— Start INFORMATION PROVIDED —
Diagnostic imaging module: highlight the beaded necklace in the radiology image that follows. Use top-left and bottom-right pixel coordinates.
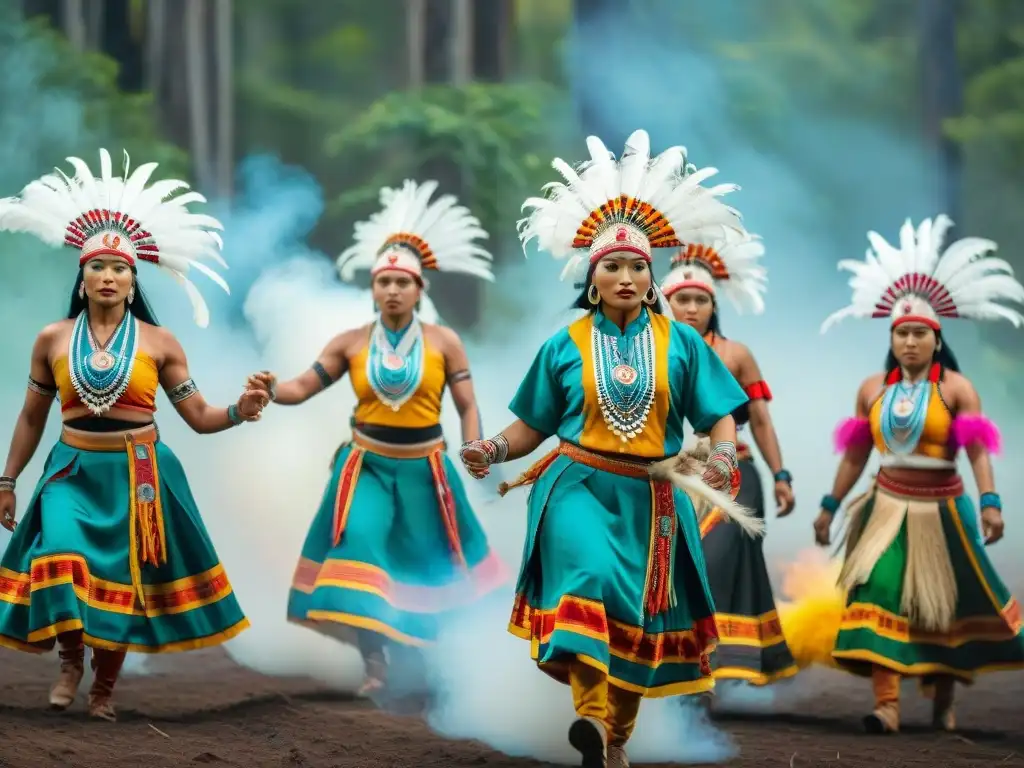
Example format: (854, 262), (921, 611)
(881, 378), (932, 456)
(591, 315), (655, 442)
(367, 314), (423, 411)
(68, 309), (138, 416)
— End INFORMATION PROVIDED —
### PROBLEM DETAILS
Reproduce the data above verbatim, leaving the picture out of your reply.

### COMPLETE OUTPUT
Diagnostic imaging module: highlight the beaded necklace in the radiology image that follows. Use top-left and bottom-right pixel coordinates.
Example format: (854, 262), (921, 611)
(881, 378), (932, 456)
(591, 315), (655, 442)
(367, 314), (423, 411)
(68, 309), (138, 416)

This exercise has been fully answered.